*Problem to solve*: Could the lines from the one with "Target = mown grass" through the end of the listing be restated exactly, with nothing else included?

####

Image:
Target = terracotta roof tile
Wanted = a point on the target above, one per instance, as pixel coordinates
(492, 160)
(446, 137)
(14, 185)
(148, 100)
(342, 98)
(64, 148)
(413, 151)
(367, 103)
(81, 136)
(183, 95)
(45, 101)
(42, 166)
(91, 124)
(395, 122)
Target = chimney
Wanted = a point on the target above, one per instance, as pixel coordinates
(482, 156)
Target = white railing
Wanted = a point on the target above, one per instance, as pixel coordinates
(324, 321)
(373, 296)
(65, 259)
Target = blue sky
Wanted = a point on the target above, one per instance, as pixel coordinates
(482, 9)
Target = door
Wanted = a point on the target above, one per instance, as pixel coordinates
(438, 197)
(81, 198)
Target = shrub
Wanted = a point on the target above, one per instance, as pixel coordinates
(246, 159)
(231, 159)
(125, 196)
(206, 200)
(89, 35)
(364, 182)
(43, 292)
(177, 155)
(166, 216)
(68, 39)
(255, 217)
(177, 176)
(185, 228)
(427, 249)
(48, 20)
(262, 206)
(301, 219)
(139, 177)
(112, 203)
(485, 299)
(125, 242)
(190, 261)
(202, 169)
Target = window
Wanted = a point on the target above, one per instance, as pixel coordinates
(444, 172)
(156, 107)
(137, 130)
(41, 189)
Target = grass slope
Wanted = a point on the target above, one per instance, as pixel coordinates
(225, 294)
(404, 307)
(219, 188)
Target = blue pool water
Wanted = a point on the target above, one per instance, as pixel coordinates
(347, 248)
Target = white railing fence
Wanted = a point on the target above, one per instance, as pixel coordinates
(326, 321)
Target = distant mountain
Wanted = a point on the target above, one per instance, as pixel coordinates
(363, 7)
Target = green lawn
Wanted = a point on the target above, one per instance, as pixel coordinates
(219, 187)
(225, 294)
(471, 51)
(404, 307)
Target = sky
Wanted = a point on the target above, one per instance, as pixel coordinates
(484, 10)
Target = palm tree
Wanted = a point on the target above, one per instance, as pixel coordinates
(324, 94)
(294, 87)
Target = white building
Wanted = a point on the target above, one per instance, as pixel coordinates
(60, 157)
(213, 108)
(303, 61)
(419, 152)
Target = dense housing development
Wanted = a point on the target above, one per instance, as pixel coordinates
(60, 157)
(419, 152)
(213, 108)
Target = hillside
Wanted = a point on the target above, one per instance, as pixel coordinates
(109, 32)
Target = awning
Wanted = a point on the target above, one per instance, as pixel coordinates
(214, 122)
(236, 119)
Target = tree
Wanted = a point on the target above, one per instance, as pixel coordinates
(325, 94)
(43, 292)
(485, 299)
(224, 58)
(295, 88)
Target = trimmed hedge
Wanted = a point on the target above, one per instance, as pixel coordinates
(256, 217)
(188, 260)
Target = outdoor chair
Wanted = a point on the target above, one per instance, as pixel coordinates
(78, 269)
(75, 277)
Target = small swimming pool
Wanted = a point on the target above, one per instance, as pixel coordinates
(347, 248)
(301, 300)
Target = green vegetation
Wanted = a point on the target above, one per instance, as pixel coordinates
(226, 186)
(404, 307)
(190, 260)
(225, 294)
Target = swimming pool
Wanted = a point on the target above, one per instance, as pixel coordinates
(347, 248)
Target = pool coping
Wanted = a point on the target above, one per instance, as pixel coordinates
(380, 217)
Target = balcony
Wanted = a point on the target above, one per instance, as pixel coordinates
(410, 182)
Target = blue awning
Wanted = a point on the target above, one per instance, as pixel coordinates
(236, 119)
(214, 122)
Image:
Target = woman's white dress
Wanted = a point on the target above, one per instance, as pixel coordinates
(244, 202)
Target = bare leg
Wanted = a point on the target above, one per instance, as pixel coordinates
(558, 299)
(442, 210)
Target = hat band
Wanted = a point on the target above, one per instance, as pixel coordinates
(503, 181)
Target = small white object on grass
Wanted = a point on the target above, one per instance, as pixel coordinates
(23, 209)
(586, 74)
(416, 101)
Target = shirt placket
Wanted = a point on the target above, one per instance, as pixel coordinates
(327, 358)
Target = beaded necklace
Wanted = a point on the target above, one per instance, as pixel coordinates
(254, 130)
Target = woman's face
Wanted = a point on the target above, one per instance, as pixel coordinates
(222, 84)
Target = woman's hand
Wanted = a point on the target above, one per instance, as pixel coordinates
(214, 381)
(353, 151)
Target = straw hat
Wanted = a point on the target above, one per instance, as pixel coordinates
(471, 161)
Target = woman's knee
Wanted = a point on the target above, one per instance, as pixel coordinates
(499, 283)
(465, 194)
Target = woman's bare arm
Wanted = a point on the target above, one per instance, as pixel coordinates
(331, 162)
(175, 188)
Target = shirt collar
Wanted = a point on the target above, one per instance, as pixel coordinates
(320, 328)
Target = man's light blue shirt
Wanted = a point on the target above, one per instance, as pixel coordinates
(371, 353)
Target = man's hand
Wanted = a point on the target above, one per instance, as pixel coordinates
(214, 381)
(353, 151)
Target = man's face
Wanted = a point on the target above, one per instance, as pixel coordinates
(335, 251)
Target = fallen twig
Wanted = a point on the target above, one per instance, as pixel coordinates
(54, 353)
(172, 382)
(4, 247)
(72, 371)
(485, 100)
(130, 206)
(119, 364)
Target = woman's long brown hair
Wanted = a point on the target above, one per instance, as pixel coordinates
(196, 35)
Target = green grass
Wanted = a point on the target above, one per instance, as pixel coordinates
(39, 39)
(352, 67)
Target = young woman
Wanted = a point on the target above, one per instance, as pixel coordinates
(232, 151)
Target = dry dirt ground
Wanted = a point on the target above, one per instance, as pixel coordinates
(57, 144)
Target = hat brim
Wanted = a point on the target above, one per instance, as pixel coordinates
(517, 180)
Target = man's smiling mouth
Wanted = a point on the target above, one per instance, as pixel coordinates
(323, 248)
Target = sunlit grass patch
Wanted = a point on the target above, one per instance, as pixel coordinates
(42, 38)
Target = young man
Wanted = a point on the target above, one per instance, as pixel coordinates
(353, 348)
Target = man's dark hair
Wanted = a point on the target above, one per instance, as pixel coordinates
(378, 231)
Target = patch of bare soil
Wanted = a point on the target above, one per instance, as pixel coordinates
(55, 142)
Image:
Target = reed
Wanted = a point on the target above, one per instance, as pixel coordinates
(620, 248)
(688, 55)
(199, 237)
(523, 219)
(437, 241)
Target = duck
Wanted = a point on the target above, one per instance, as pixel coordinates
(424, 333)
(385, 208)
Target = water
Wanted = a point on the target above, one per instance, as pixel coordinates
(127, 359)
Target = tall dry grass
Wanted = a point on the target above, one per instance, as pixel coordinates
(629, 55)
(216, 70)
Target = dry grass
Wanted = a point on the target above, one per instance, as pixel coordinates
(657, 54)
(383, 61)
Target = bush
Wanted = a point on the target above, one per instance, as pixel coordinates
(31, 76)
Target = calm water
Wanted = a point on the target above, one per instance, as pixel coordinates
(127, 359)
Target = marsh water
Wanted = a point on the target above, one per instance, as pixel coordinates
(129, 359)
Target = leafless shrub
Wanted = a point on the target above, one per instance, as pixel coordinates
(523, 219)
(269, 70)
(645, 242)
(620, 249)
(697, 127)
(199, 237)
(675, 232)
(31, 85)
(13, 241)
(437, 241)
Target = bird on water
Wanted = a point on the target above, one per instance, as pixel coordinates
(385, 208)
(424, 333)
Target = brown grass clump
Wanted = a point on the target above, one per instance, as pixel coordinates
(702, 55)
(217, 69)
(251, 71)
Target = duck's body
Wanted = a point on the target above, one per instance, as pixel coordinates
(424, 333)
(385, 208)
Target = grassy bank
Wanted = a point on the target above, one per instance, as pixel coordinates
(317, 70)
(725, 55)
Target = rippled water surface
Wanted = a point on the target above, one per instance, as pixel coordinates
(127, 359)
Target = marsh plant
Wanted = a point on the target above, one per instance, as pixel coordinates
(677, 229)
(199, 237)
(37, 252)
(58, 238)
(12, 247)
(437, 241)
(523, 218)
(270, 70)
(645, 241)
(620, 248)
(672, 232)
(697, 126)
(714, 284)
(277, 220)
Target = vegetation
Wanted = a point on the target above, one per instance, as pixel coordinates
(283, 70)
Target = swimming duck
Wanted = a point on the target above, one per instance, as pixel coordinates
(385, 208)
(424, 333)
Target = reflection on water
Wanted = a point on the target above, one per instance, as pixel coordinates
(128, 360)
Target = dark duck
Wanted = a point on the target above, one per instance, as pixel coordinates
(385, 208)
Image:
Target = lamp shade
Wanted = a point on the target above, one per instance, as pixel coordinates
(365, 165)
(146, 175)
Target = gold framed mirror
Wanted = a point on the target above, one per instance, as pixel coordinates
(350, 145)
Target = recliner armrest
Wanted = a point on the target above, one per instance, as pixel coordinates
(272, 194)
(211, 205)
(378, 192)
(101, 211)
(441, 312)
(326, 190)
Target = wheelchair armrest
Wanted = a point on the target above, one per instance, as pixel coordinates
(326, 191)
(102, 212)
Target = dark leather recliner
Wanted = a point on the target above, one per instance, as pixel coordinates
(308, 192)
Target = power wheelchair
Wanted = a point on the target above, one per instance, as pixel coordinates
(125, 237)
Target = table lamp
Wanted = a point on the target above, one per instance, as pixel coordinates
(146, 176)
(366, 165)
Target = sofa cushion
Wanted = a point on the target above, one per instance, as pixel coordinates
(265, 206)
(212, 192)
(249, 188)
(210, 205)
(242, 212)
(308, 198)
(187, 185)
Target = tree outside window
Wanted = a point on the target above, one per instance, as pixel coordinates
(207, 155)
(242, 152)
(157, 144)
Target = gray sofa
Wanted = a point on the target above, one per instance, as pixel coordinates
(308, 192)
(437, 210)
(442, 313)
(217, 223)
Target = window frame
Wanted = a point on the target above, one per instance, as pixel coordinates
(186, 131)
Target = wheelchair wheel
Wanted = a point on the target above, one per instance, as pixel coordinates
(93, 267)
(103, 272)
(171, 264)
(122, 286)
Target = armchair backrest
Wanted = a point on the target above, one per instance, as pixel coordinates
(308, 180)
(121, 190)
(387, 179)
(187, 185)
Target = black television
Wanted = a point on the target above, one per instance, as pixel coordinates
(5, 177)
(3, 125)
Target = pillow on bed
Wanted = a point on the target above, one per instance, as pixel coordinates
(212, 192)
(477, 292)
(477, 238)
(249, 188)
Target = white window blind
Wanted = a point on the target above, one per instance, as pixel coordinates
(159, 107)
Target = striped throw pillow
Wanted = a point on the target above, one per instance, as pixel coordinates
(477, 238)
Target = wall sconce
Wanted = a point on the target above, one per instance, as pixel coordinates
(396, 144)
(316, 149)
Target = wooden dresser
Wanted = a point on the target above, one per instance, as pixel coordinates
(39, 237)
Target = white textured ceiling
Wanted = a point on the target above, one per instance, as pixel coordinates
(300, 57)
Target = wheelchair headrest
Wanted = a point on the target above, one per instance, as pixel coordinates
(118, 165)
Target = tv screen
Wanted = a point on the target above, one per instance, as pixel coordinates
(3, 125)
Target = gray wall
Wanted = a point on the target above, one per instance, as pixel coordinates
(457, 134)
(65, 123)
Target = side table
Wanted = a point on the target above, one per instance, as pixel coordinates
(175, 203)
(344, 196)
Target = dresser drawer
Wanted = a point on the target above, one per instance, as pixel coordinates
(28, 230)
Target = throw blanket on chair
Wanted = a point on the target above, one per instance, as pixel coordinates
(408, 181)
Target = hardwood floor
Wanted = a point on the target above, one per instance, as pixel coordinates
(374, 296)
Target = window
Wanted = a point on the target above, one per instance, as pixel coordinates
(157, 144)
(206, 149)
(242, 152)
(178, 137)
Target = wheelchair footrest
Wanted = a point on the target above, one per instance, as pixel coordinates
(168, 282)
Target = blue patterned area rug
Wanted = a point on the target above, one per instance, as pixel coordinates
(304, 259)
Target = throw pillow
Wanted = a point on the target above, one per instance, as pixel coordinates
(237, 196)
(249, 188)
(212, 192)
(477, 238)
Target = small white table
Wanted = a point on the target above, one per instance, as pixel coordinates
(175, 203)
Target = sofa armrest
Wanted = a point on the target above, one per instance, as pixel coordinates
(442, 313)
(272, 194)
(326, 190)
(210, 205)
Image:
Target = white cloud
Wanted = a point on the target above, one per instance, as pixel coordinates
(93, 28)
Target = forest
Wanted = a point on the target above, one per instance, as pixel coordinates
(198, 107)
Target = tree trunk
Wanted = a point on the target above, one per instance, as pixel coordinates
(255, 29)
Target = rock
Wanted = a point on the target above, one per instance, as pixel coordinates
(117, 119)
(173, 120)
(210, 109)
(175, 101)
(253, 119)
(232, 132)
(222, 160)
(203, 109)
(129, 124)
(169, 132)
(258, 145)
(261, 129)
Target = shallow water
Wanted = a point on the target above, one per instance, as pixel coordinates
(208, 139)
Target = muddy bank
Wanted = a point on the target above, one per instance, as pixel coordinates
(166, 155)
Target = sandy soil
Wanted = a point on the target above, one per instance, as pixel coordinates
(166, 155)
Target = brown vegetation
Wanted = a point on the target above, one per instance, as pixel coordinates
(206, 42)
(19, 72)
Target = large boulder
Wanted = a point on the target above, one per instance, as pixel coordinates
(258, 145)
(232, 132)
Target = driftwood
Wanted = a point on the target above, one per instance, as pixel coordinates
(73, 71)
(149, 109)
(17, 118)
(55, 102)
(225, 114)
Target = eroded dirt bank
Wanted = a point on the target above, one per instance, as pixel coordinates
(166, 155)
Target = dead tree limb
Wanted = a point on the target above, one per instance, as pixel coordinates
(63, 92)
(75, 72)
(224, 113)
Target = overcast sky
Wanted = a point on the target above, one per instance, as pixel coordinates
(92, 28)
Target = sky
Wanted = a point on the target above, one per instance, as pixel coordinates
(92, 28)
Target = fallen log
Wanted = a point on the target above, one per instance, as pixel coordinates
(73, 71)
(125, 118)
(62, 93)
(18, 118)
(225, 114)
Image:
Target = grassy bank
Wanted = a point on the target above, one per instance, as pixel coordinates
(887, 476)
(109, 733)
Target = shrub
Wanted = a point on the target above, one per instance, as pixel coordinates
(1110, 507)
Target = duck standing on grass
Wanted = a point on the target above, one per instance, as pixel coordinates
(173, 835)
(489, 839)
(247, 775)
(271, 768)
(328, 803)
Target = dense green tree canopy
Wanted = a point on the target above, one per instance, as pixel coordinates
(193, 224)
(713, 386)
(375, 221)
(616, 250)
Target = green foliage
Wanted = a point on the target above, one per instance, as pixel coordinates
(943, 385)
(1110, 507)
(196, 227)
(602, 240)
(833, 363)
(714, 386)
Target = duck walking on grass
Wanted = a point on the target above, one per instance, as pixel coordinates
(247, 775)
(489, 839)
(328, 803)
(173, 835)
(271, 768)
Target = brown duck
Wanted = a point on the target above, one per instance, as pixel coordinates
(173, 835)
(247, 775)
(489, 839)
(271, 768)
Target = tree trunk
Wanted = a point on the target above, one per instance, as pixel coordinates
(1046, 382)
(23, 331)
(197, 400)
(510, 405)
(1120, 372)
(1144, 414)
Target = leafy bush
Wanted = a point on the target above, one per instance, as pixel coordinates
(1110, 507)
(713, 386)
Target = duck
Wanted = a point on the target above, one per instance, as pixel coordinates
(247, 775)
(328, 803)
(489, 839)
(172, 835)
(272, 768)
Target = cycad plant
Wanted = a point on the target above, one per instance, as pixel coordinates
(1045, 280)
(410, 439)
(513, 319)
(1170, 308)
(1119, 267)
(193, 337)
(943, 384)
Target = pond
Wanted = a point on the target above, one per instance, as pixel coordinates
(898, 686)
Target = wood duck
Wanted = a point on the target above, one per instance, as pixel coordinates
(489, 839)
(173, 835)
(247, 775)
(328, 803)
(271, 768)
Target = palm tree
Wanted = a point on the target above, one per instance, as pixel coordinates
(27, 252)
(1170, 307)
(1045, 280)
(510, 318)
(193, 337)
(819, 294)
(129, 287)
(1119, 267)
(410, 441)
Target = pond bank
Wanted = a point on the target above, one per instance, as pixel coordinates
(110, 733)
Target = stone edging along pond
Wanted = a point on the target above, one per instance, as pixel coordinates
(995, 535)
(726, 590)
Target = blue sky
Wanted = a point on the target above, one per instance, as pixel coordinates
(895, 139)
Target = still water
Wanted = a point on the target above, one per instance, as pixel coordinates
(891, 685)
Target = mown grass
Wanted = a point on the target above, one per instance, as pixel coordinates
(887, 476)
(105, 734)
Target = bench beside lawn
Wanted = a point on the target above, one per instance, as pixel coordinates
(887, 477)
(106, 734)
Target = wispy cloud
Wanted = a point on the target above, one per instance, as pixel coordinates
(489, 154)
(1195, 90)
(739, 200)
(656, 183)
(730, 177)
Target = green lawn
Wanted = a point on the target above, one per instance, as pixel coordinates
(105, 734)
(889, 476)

####

*Answer below*:
Target = mown grass
Wanted = a point on the target above, one per instance, as pixel coordinates
(887, 476)
(105, 734)
Target = bench beside lawn
Wanted = a point on the target above, one per instance, as pixel coordinates
(887, 477)
(106, 734)
Target = wispy cloud
Wanted = a point on the target above, one per instance, as pixel coordinates
(489, 154)
(1195, 90)
(739, 200)
(656, 183)
(730, 177)
Target = green lawn
Wanted = a point on the target above, one per instance, as pixel coordinates
(105, 734)
(889, 476)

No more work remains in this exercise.